**Text for analysis:**
Hi, I am Peter Tong, also go by the name Shengbang Tong(童晟邦). I am a second-year PhD student in NYU Courant CS advised by Professor Yann LeCun and Professor Saining Xie. I recently graduated from UC Berkeley with a triple major in Computer Science, Applied Mathematics(Honor) and Statistics(Honor). I am from Nanjing, China and Melbourne, Australia.
I graduated from UC Berkeley with a triple major. I am a second-year CS PhD student in NYU Courant advised by Prof. Yann LeCun and Prof. Saining Xie. I was a researcher in Berkeley Artificial Intelligence Lab(BAIR) advised by Prof. Yi Ma and Prof. Jacob Steinhardt. I am interested in world model, unsupervised/self-supervised learning, generative models and multimodal models. I would like to thank all my mentors-Yubei, Xili, Erik and collaborators for the incredible journey I had in my undergrad.
Visual understanding and visual generation are mutually beneficial in unified models! But visual understanding data is much more effective than visual generation. Capabilities in LLM can also transfer to unified models such as implicit reasoning!

(Free-text descriptions of objects)
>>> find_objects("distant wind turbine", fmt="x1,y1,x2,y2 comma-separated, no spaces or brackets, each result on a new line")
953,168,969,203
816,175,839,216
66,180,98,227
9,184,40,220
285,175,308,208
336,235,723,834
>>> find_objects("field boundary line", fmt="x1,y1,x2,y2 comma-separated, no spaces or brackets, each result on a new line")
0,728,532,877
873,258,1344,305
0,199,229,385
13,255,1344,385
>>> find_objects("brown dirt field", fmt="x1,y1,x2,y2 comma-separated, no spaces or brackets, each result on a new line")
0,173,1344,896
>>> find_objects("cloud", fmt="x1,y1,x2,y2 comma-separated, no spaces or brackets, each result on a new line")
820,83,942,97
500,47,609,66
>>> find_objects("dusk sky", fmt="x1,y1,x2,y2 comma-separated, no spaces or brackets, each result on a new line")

**Work request:** Write a few more sentences that carry on the researcher's profile page after its final line.

**Expected output:**
We provide a vision-centric exploration or cookbook in MLLMs, systematically studying visual representation, vision-language connector, instruction tuning data, training recipe and evaluation protocols. We propose new vision-centric benchmarks, spatial-aware connector, data collection and curation of instruction data, and release very competitive 8B, 13B and 34B models on par with GPT-4V and Gemini.
Is vision good enough for language? Our research reveals that the visual capabilities in recent multimodal LLMs (MLLMs) still exhibit systematic shortcomings. We identify 'CLIP-blind pairs' - images that CLIP perceives as similar despite their clear visual differences. With these pairs, we construct the Multimodal Visual Patterns (MMVP) benchmark.
Deployed multimodal systems can fail in ways that evaluators did not anticipate. In order to find these failures before deployment, we introduce MULTIMON, a system that automatically identifies systematic failures.